Data:
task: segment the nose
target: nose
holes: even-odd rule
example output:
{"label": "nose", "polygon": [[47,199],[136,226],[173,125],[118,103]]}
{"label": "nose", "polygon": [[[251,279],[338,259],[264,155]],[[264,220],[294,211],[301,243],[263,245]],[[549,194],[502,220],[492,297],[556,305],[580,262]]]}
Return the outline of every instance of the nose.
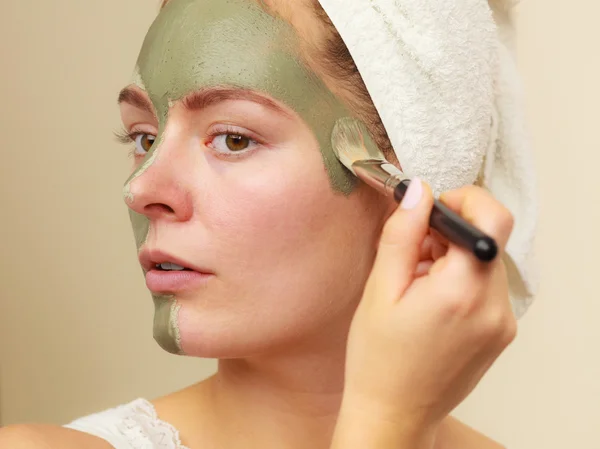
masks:
{"label": "nose", "polygon": [[187,221],[194,212],[185,182],[189,161],[170,151],[163,141],[125,184],[127,206],[150,220]]}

Work instructions: Give again, word for word, the lines of the listing, starting at its first line and ending with the line containing "Return the outline".

Solution:
task: segment the nose
target: nose
holes: even-odd rule
example output:
{"label": "nose", "polygon": [[47,199],[136,226],[173,125],[118,103]]}
{"label": "nose", "polygon": [[[251,279],[338,259],[264,155]],[[264,220],[294,211],[301,243],[263,245]],[[549,194],[502,220],[492,297],[556,305],[580,262]]]}
Return the outline of every instance of the nose.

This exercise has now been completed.